TO DO
Starting from the first line below, repeat the data exactly through to the last.

RECORDS SUPPLIED
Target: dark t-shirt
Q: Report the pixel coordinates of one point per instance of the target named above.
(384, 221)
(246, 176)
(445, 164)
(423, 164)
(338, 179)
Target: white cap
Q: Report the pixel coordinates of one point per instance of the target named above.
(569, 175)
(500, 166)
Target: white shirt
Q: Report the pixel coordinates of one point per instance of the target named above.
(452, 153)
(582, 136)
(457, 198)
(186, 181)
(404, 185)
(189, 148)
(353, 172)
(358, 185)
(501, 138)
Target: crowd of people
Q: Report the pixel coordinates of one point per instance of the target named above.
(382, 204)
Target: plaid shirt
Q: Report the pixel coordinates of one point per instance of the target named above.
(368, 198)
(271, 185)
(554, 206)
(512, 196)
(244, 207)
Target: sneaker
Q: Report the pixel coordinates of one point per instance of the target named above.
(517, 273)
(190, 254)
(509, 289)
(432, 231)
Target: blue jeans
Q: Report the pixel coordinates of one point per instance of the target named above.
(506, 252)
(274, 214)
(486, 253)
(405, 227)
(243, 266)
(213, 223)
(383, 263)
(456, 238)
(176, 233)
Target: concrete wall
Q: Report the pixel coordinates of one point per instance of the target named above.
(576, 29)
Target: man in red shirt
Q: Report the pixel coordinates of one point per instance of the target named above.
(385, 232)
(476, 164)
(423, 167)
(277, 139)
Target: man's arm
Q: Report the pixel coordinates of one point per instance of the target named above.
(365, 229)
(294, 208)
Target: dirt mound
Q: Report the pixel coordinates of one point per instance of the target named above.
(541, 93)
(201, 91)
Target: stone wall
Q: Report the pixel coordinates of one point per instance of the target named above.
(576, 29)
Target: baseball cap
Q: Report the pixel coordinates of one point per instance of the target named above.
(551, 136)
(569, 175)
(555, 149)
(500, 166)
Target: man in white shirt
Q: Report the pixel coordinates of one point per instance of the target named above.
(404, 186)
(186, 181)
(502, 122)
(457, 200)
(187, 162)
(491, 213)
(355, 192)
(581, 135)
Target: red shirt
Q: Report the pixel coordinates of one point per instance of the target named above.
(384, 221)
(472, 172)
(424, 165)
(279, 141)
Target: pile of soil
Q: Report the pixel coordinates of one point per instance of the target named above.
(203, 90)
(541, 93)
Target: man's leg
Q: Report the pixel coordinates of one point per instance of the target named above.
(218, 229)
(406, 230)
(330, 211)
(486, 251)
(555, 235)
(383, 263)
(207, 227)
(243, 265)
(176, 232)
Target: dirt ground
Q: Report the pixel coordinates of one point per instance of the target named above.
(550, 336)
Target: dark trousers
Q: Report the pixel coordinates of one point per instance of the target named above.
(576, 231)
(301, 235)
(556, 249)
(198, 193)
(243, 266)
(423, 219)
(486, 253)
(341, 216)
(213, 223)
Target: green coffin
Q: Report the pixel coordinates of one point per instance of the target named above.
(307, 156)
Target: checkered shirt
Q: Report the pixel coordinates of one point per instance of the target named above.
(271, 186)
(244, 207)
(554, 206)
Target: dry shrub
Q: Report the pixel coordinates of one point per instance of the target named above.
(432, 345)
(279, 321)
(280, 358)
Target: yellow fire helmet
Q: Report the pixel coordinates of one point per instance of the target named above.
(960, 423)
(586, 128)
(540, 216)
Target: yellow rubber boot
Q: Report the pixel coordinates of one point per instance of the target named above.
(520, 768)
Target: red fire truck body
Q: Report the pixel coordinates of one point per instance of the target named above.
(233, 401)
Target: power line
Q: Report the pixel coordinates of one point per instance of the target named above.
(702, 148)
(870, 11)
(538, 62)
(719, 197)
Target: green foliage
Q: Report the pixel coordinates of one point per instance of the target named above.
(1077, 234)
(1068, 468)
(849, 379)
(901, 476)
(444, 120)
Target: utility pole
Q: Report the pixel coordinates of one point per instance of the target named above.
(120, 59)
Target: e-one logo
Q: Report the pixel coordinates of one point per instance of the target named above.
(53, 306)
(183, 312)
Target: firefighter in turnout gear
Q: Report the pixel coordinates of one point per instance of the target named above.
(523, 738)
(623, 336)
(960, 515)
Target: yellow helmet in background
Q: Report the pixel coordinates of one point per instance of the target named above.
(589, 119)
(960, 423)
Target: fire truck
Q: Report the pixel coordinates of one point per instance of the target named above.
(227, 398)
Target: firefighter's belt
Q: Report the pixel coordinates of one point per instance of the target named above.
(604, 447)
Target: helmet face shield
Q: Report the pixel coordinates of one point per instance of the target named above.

TASK RESPONSE
Target: dark t-shirt
Q: Report the pixel coordinates of one point per instance of the target named above.
(384, 221)
(246, 176)
(445, 164)
(423, 164)
(338, 179)
Target: white cap
Q: Report the pixel coordinates of one point per instance of the target named above.
(569, 175)
(500, 166)
Target: white shirt
Q: Report the pixel coordinates of one point per instance of the target named above.
(452, 153)
(582, 136)
(457, 198)
(186, 181)
(404, 185)
(189, 148)
(353, 172)
(358, 185)
(501, 138)
Target: crowd of people
Q: Report the pixel coordinates of one point per instance of the target named above.
(382, 204)
Target: plaid shirt
Q: Report the pixel coordinates of one point per instance of the target named above.
(368, 198)
(271, 185)
(554, 206)
(512, 196)
(244, 207)
Target: sneaker
Q: Report the pixel coordinates of one point per instance of the target named above.
(517, 273)
(190, 254)
(509, 289)
(432, 231)
Target: blue jeans
Q: Report the pixel coordinates of one point per instance of the target named above.
(506, 252)
(274, 214)
(486, 253)
(405, 227)
(243, 266)
(213, 223)
(383, 263)
(456, 238)
(176, 233)
Target: concrete wall
Q: Report the pixel coordinates of one point per instance of the target named above.
(576, 29)
Target: man in red shirt
Q: Report the pixel coordinates of one point per instance of the target named above.
(385, 232)
(476, 164)
(423, 167)
(277, 139)
Target: man's arm
Q: Report the pixel coordinates of one point per instance of the target named above.
(365, 229)
(294, 208)
Target: dirt mound
Q: Report the pixel coordinates of one point per instance of the target named above.
(541, 93)
(201, 91)
Target: stone wall
Q: Report the pixel coordinates of one point per instance of the target named above.
(576, 29)
Target: baseball cap
Q: Report the pixel coordinates of one point per instance of the target named above.
(551, 136)
(569, 175)
(555, 149)
(500, 166)
Target: man in white shirt
Q: Report the pixel coordinates of one point per instance of the target named above.
(404, 186)
(186, 181)
(502, 122)
(457, 200)
(187, 162)
(491, 213)
(355, 192)
(581, 135)
Target: red shirt
Q: Report the pixel coordinates of one point per instance of the target named above.
(384, 221)
(472, 172)
(424, 165)
(279, 141)
Target: pile of soil
Q: Report the pixel coordinates of one point per instance of the target named above.
(203, 90)
(541, 93)
Target: man's leg
Q: Report the pixel coordinates of one point per instance of the target named above.
(218, 229)
(406, 230)
(330, 211)
(486, 251)
(555, 235)
(383, 263)
(207, 227)
(243, 265)
(176, 232)
Target: dirt ground
Q: Report the pixel coordinates of one point per instance of the target named above.
(550, 336)
Target: dark trousers
Q: Report the pixel coordinates of one point per instance of the target named above.
(576, 231)
(301, 235)
(556, 249)
(198, 193)
(243, 266)
(423, 219)
(486, 253)
(341, 216)
(213, 223)
Target: green coffin
Q: Report the pixel coordinates of one point per instance of the target named above.
(307, 156)
Target: checkered shirt
Q: Report the pixel coordinates of one point per instance of the target named above.
(271, 186)
(244, 207)
(554, 206)
Target: dry shrub
Q: Report the pixel coordinates of one point per instance of the target named above.
(432, 345)
(279, 321)
(280, 358)
Target: yellow fire helmet
Q: Report the pixel coordinates of one point per instance of the target named above.
(960, 423)
(586, 128)
(540, 216)
Target: yellow rubber boot
Q: Report the pixel coordinates of one point per instance of the target named above.
(520, 768)
Target: red fire truck body
Q: Report the pixel coordinates of one point per instance of the target named above.
(233, 401)
Target: power line
Q: Report the pixel coordinates of one point per instance of the target named above.
(702, 148)
(870, 11)
(538, 62)
(719, 197)
Target: green foliage
Q: Report the pixel coordinates of one point per instance of the target named above.
(1077, 234)
(1068, 468)
(849, 379)
(901, 476)
(444, 120)
Target: utility pole
Q: Report the pixel coordinates of one point per instance of the target named above.
(120, 59)
Target: e-one logo
Q: Report the pixel coordinates of one point per instance of the target named above.
(53, 306)
(183, 312)
Target: firefighter in turnout gear
Q: Report the pixel coordinates of one point per instance of the target named above.
(523, 738)
(623, 336)
(960, 515)
Target: yellow helmet in background
Q: Report the pixel coordinates of one point per instance of the target named above.
(589, 119)
(960, 423)
Target: fire truck
Q: Report the pixel coordinates of one point per instance of the target named above.
(227, 398)
Target: firefighter's belt
Q: Report the pixel coordinates of one point per instance of the target named above.
(604, 447)
Target: helmet face shield
Q: Report the pixel coordinates of one point per instance of the target named above.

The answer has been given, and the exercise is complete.